- **Exercise objective**
Below is a block of records; reproduce all of them exactly and leave out any pictures.

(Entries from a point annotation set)
....................

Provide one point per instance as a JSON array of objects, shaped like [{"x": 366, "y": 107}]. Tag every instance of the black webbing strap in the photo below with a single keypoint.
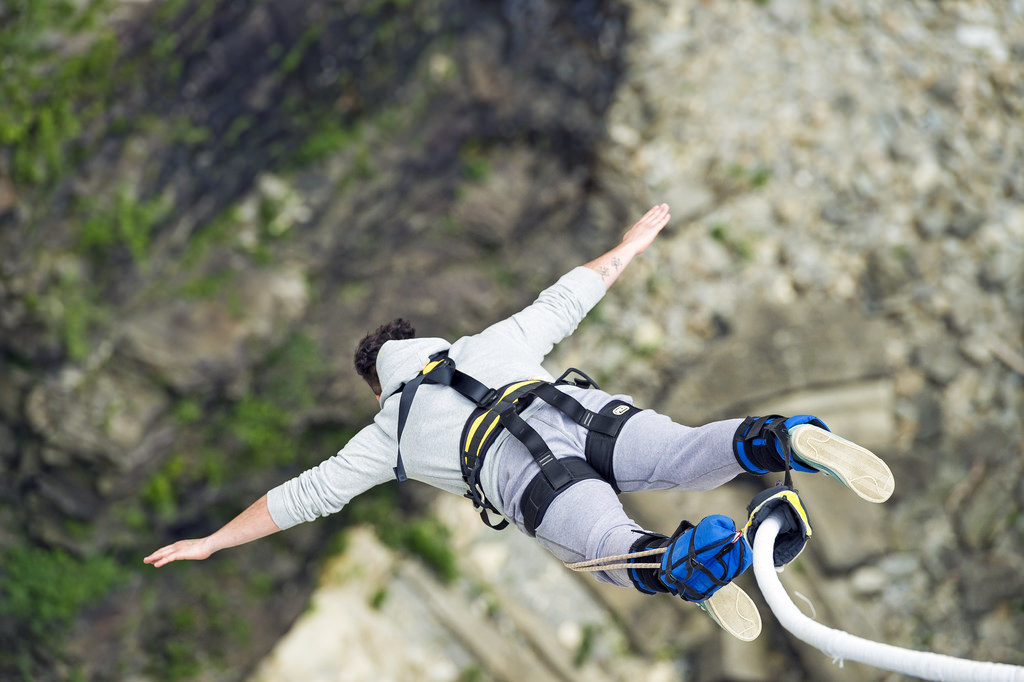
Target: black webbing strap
[
  {"x": 600, "y": 446},
  {"x": 440, "y": 370},
  {"x": 495, "y": 408},
  {"x": 694, "y": 565},
  {"x": 539, "y": 494}
]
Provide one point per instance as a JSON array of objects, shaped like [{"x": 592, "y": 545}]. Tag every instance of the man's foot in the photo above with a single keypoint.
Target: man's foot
[
  {"x": 733, "y": 609},
  {"x": 855, "y": 467}
]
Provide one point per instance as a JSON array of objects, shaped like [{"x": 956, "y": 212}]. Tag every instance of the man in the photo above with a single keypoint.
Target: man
[{"x": 537, "y": 462}]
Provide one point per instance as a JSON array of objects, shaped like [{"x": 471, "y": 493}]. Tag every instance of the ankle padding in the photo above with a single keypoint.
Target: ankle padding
[
  {"x": 757, "y": 445},
  {"x": 645, "y": 580}
]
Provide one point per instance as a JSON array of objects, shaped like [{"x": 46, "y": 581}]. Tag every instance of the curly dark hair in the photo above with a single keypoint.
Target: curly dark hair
[{"x": 366, "y": 352}]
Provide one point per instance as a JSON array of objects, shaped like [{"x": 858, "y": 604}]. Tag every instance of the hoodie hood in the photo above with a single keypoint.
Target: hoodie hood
[{"x": 399, "y": 361}]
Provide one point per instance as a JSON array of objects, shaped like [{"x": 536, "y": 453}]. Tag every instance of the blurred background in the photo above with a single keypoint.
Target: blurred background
[{"x": 205, "y": 204}]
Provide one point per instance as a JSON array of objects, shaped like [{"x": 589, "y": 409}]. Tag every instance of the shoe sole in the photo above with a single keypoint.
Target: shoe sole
[
  {"x": 857, "y": 468},
  {"x": 734, "y": 611}
]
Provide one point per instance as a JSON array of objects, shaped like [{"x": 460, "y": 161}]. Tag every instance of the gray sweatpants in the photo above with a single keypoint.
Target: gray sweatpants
[{"x": 652, "y": 453}]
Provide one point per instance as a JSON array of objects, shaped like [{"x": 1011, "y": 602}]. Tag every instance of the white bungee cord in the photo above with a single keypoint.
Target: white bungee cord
[{"x": 842, "y": 645}]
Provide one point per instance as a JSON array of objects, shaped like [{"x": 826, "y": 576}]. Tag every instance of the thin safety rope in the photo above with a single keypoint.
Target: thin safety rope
[{"x": 606, "y": 562}]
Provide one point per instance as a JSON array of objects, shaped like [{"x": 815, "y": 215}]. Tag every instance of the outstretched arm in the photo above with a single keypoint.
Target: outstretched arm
[
  {"x": 253, "y": 523},
  {"x": 635, "y": 241}
]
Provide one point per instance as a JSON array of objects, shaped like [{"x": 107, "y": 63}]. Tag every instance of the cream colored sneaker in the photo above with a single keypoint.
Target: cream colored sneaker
[
  {"x": 733, "y": 609},
  {"x": 857, "y": 468}
]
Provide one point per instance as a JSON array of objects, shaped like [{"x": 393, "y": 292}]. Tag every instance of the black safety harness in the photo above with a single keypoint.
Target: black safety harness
[{"x": 500, "y": 409}]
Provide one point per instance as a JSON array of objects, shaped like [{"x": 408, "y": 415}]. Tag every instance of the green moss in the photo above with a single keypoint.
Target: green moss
[
  {"x": 262, "y": 428},
  {"x": 423, "y": 537},
  {"x": 328, "y": 138},
  {"x": 127, "y": 223},
  {"x": 43, "y": 590},
  {"x": 44, "y": 108}
]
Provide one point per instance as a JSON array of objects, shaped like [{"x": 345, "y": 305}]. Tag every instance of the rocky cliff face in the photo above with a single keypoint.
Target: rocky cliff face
[{"x": 206, "y": 204}]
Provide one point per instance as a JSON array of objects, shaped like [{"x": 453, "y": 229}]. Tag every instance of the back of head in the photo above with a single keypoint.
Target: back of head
[{"x": 366, "y": 352}]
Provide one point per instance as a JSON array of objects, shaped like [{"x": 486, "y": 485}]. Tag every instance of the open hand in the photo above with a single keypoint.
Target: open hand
[
  {"x": 183, "y": 549},
  {"x": 647, "y": 227}
]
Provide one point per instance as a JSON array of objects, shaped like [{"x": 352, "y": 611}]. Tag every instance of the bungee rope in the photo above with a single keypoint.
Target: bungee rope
[
  {"x": 842, "y": 645},
  {"x": 837, "y": 644},
  {"x": 609, "y": 562}
]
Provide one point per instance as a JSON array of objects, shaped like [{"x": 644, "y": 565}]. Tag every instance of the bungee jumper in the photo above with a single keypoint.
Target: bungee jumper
[{"x": 481, "y": 418}]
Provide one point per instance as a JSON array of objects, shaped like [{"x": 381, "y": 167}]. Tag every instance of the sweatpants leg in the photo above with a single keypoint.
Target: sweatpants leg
[{"x": 587, "y": 520}]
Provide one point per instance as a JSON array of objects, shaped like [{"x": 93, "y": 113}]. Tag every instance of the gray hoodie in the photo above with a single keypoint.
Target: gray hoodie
[{"x": 510, "y": 350}]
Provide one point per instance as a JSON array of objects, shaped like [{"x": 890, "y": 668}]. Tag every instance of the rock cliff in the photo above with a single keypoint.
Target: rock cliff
[{"x": 204, "y": 204}]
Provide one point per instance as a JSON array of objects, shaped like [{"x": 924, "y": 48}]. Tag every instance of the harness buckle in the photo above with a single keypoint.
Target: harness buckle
[{"x": 488, "y": 398}]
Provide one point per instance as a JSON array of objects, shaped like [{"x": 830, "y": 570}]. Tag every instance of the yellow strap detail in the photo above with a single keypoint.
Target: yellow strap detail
[
  {"x": 795, "y": 501},
  {"x": 486, "y": 433},
  {"x": 519, "y": 385},
  {"x": 472, "y": 429}
]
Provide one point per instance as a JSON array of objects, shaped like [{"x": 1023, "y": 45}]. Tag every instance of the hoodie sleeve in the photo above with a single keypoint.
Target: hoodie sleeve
[
  {"x": 330, "y": 485},
  {"x": 554, "y": 315}
]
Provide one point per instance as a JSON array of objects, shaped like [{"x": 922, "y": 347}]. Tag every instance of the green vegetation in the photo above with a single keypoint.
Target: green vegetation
[
  {"x": 423, "y": 537},
  {"x": 41, "y": 593},
  {"x": 128, "y": 223},
  {"x": 47, "y": 102}
]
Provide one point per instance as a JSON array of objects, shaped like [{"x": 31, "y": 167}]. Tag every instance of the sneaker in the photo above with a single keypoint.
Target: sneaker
[
  {"x": 857, "y": 468},
  {"x": 734, "y": 611}
]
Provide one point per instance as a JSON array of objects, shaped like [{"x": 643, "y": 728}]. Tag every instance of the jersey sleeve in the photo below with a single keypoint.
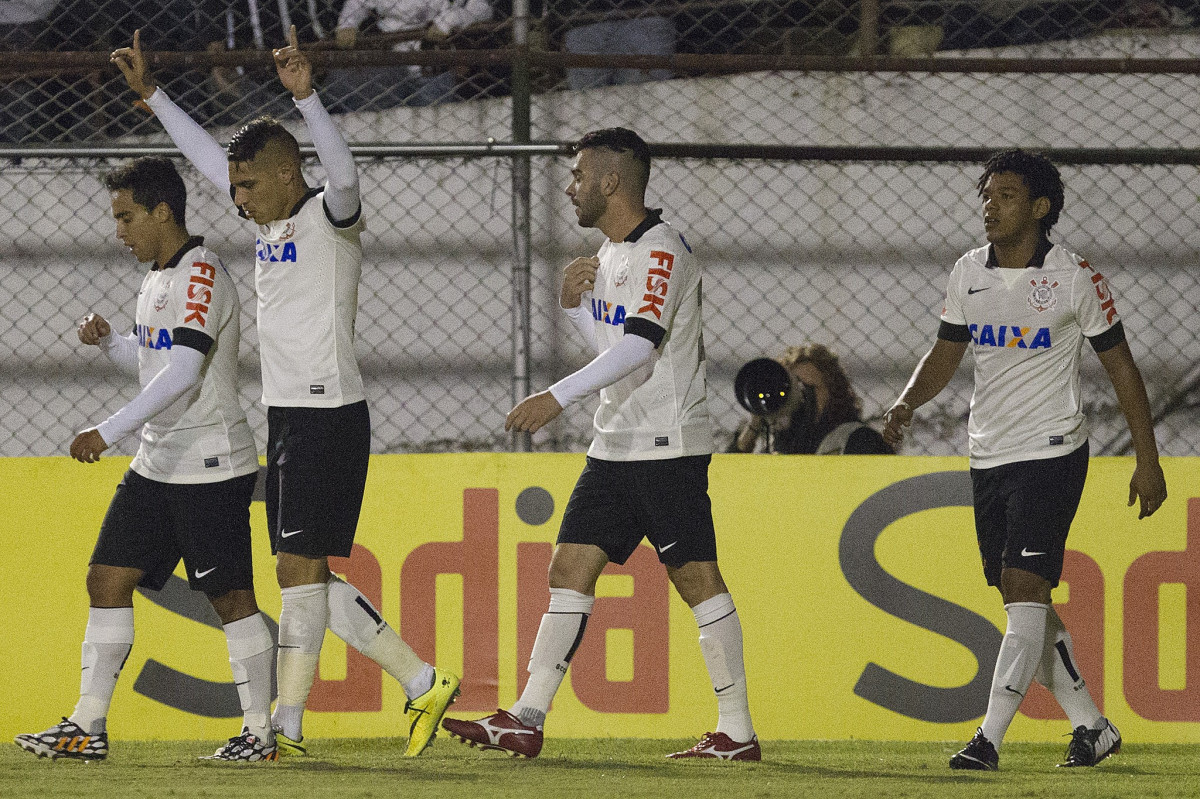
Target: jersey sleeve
[
  {"x": 203, "y": 301},
  {"x": 1095, "y": 306},
  {"x": 663, "y": 270},
  {"x": 952, "y": 304}
]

....................

- **Full answer**
Provide one point per instance as a JSON array of objects, shaped like [{"x": 366, "y": 107}]. Tag every instance of the black webbing strap in the photo below with a single keypoint.
Target: black webbing strap
[
  {"x": 600, "y": 446},
  {"x": 440, "y": 370},
  {"x": 495, "y": 408},
  {"x": 694, "y": 565},
  {"x": 539, "y": 494}
]
Provide one point per instance as a JSON array of objects, shaped like [{"x": 592, "y": 545}]. Tag every instance of the man's foot in the photo above with a single keypoint.
Target: man's foot
[
  {"x": 733, "y": 609},
  {"x": 855, "y": 467}
]
Provide one point per instance as a JSON array of objects, shaped like [{"x": 956, "y": 212}]. Tag every instance of the man in the photo above with a single keypoint.
Target: man
[{"x": 537, "y": 462}]
Provide one point per instance as a JSON array of objects, shaped like [{"x": 471, "y": 493}]. Tag every instance of the ankle padding in the photo above with a single keypoint.
Target: ankle padding
[
  {"x": 757, "y": 445},
  {"x": 645, "y": 580}
]
Provide one point per instance as a JSON array of objects, shaped like [{"x": 46, "y": 581}]. Tag every instance of the curly dark hair in the photo above with a single keypoint.
Target: curly dark hair
[{"x": 366, "y": 352}]
Provide one point per instance as a JSON array of objects, shaped like [{"x": 858, "y": 604}]. Tag every instance of the hoodie hood in the photo above with a single keypoint.
Target: hoodie hood
[{"x": 399, "y": 361}]
Provide one point per instance as a JSON array of objects, shaped like [{"x": 536, "y": 453}]. Tag every instance of the blurred background in the photo above with a single keypoint.
Target: blurred background
[{"x": 205, "y": 204}]
Provide one point per instance as a JSON array of objects, shaped like [{"x": 589, "y": 409}]. Tag every instance of the shoe sole in the photo above with a single keypoint.
Target: shoe sole
[
  {"x": 857, "y": 468},
  {"x": 734, "y": 611}
]
Provide one point per instance as a JSON array of objects, shaped like [{"x": 460, "y": 161}]. Tag every instance of the gray sweatpants in the photo above with a single keypoint.
Target: gray sweatpants
[{"x": 652, "y": 453}]
Provide one point per instance as a JSON array of objects, shaped like [{"x": 1011, "y": 602}]. Tag every instance of the white bungee cord in the photo above with a single keypoint.
Target: white bungee cord
[{"x": 842, "y": 645}]
Provide one point per instance as a JSON array of objects, shaped like [{"x": 826, "y": 576}]. Tag every instance of the thin safety rope in the photo above with a single keypoint.
Target: thin safety rope
[{"x": 606, "y": 562}]
Provide one point per instance as a JSON array of objects, shaped like [{"x": 815, "y": 215}]. Tag every instance of the outstretched arm in the photo above with a single keypoint.
Target: outstretched arm
[
  {"x": 253, "y": 523},
  {"x": 635, "y": 241}
]
Provide one point per instance as a JSON array of objects, shaped like [{"x": 107, "y": 63}]. Tag every instance of the cream colored sneaker in the photo above with a single keypoint.
Target: cream colored sneaker
[
  {"x": 733, "y": 609},
  {"x": 857, "y": 468}
]
Provide one point per instance as a JSON array of objects, shaped like [{"x": 393, "y": 292}]. Tag every instance of the black safety harness in the photo above with a single keypoint.
Target: black safety harness
[{"x": 500, "y": 409}]
Provide one point per instance as a JSON array of objects, shaped like [{"x": 408, "y": 415}]. Tag every instance of the green moss in the photo above with a single keypoint.
Target: green moss
[
  {"x": 262, "y": 428},
  {"x": 423, "y": 537},
  {"x": 328, "y": 138},
  {"x": 127, "y": 223},
  {"x": 43, "y": 590},
  {"x": 44, "y": 108}
]
Provide one point per instance as a JSON array of objects, shaped like [{"x": 345, "y": 305}]. Tag every instance of the rocky cliff face in the photo above with a single keypoint.
Target: rocky cliff face
[{"x": 206, "y": 204}]
Provide one point per instance as a JSON array of objects, shaped like [{"x": 453, "y": 229}]. Tag every instance of the back of head in the photo above with a single keypoint.
Target: back of head
[{"x": 366, "y": 352}]
Provide one point per instance as a JSON array of objects, shaped like [{"x": 486, "y": 485}]. Tag every instance of the open hand in the photo above with a single keypoint.
Target: open hand
[
  {"x": 183, "y": 549},
  {"x": 647, "y": 227}
]
Provide one point per instance as a JSON array of objects, shaped like [{"x": 352, "y": 611}]. Tag every instance of the bungee rope in the photo above with a single keypoint.
Target: bungee rope
[
  {"x": 842, "y": 645},
  {"x": 837, "y": 644},
  {"x": 609, "y": 562}
]
Provide one point per instance as a JSON array of objects, shaped like [{"x": 644, "y": 565}]. Tag every instance of the bungee jumper in the photo above with a single keypoint.
Target: bungee jumper
[{"x": 481, "y": 418}]
Provide one point per instance as a JSON array of objects, shaped like [{"x": 381, "y": 167}]. Tag every instance of the sweatpants leg in the photo above with a single keypoint.
Target: sweatpants leg
[{"x": 587, "y": 520}]
Provide one point per instance as a JSON array of objects, shaped like [{"x": 93, "y": 113}]. Tag every instance of the gray hoodie in the photo above with a single keypoint.
Target: gray hoodie
[{"x": 510, "y": 350}]
Provide one point per instance as a JSON array of objects, shaped like [{"x": 890, "y": 668}]. Tag every instance of the rock cliff in the photo above with a single keypoint.
Target: rock cliff
[{"x": 204, "y": 204}]
Provide one point per instance as a JSON array of objects, shaped like [{"x": 924, "y": 48}]. Tag every instance of the harness buckle in the photo above with a single keypoint.
Target: harness buckle
[{"x": 488, "y": 398}]
Provide one point per instance as a JSON array of objects, shaped like [{"x": 830, "y": 570}]. Tag every instance of the yellow strap detail in the photo above with a single keypoint.
Target: yellow strap detail
[
  {"x": 795, "y": 501},
  {"x": 486, "y": 433},
  {"x": 519, "y": 385},
  {"x": 472, "y": 429}
]
Provide one point per instance as a JSON array of objects, shaped like [{"x": 1023, "y": 45}]. Tag every instance of the hoodie sleeve in the photo above with a single keypoint.
Target: hoodie sleeve
[
  {"x": 330, "y": 485},
  {"x": 554, "y": 315}
]
Provide one point per instance as a JSON array of objects, shaped like [{"x": 922, "y": 347}]. Tag every instance of the green vegetation in the photo above with a single keypoint.
Target: green vegetation
[
  {"x": 423, "y": 537},
  {"x": 41, "y": 593},
  {"x": 128, "y": 223},
  {"x": 47, "y": 102}
]
Provide one point per instance as a JSON array of objects, shaped like [{"x": 31, "y": 167}]. Tag every instance of the sneaker in the photo above with a single keypoint.
Target: sneaker
[
  {"x": 857, "y": 468},
  {"x": 734, "y": 611}
]
Provide one point per instance as a JSON array of objects, shaped like [{"x": 643, "y": 728}]. Tag every instance of the jersey sleeve in the photo below with a single keypoint.
Target: jersey sleeve
[
  {"x": 203, "y": 301},
  {"x": 1095, "y": 306},
  {"x": 663, "y": 270},
  {"x": 952, "y": 304}
]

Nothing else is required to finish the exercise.